== Records shown ==

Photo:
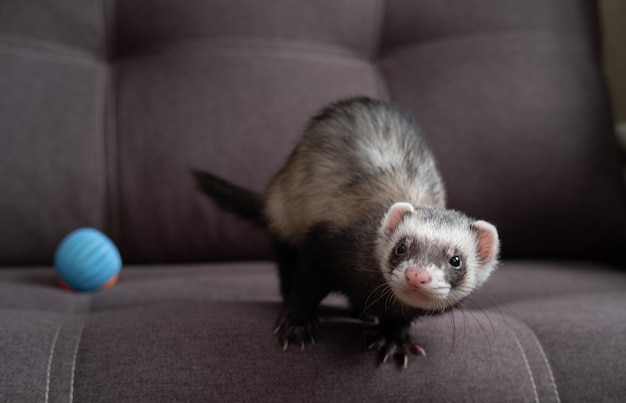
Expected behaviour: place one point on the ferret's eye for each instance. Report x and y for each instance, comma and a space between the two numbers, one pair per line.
400, 250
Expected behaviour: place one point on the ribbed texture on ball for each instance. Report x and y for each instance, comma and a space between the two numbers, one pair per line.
86, 259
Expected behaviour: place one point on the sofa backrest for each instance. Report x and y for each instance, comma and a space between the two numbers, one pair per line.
105, 105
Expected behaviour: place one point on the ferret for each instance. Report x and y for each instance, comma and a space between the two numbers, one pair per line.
359, 208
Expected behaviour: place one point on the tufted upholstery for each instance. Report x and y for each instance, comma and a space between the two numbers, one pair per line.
105, 105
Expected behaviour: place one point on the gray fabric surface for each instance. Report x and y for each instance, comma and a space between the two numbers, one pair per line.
205, 332
116, 113
105, 105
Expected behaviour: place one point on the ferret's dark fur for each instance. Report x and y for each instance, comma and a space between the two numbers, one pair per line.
359, 208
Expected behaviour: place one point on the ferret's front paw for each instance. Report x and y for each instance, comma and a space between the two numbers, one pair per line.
294, 328
395, 343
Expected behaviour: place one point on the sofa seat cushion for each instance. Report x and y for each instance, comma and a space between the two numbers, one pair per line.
163, 333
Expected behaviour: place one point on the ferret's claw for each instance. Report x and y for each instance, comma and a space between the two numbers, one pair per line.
296, 330
387, 345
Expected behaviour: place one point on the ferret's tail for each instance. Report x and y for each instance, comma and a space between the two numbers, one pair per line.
243, 202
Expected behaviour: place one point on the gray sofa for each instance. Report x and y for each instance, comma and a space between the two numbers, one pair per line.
105, 105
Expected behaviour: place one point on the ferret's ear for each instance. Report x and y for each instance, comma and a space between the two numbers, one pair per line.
394, 216
488, 242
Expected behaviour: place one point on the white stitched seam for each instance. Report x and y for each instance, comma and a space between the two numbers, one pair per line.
50, 358
530, 373
550, 373
80, 335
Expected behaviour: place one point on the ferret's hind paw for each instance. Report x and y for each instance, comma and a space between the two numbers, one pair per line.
295, 331
398, 349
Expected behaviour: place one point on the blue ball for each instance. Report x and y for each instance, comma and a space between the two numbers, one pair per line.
87, 260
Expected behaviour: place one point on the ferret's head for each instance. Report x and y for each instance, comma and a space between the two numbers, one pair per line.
434, 258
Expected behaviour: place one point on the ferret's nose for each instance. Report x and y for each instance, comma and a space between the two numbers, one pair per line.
417, 277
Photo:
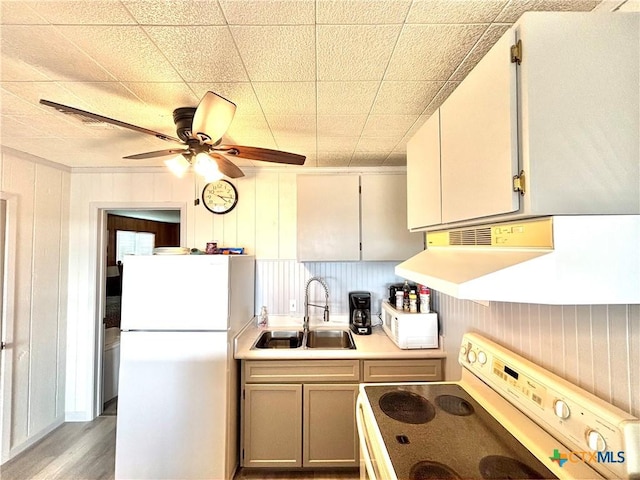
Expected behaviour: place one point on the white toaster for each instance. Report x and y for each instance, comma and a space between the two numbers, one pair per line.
410, 330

===

Exercise brief: The records above should be retyped in full and exactly; omit the pictures.

Task answer:
Photo:
Expected behaviour: place one point on the ferret's eye for each instance. Report x and y for each instance, comma and a space between the two numbers, one pair per line.
400, 250
Expected behaviour: place one point on the ribbed texture on ball for each instance. Report x and y for each instance, comma and a space between the two numbers, one pair per line.
86, 259
Expected behaviour: place one point on the sofa backrest for each instance. Report x and y for each instance, comma and a space between the two numbers, one pair per line.
105, 105
Expected behaviour: place one point on the ferret for each instance. Report x and y for each instance, comma and a space between the two numbers, one pair per line.
359, 208
Expected behaviour: place one point on the tufted upholstery for each instance. Report x and y for each instance, comma and a space between the two numbers, one pair per line.
105, 105
Expected behaviour: place one point on the gray fabric surface for each instance. Report x and y for each instance, comma and a space between the two numbers, one pair per line.
205, 332
116, 113
105, 105
Expected behaviour: place one point on the ferret's dark fur for each instance. Report x and y for each instance, comma and a space between the two numbers, one pair per line.
359, 208
Expected behaviour: place one point on the ferret's front paw for each instance. Report x and y for each instance, comma and a space between the two numbers, one pair per line.
294, 328
395, 343
Expected behaviour: place one point on the sofa seat cushion for each instance. Report x and y for each instance, comma and a space between the two numbers, one pair per line.
163, 333
Expected behaviour: place one point on the ferret's claw for each instance. Report x and y for each instance, comma and a space between the two numbers, one pair per line.
296, 330
387, 345
Expected behaviour: place one point on the ferret's tail for each instance. Report x and y for each instance, comma and a space between the two numbers, one pair per line.
243, 202
Expected behaviour: place one point on the gray sofa for each instance. Report x and y for each instance, comma and a space between the two numbers, one pair per line.
105, 105
Expected behaviour: place one point on the ferret's ear for each instance. Report x and y for each instance, comma and a space between the two numbers, one pair per line.
394, 216
488, 242
Expected behaviour: place one point on the white stitched seam for each instance. Report x and y for each instance, comma and a space between the two numbers, one pair per line.
50, 358
530, 373
550, 373
80, 335
Expected behaviour: place one point on the ferret's hind paw for each instance. Report x and y for each instance, comma and a space between the two numbers, one pair per line.
295, 331
398, 349
Expected behaviour: place one point on the blue ball for each instance. Report x and y for each instance, comma and a space between the two numbers, one pair per line.
87, 260
Expected behaviour: place one point on the ferret's head for each instance. Report x and y for each instance, comma and a space between the two numbers, one pair per line.
434, 258
Expected behaviour: place one point on the ferret's nose for each instance. Report x and y for each instance, comma and a space between the two numbers, one pair per line.
417, 277
Photo:
Expected behaviour: place one point on the white toaster for each instance. Report x and y for each instance, comma and a space between the two numbers, one pair per line.
410, 330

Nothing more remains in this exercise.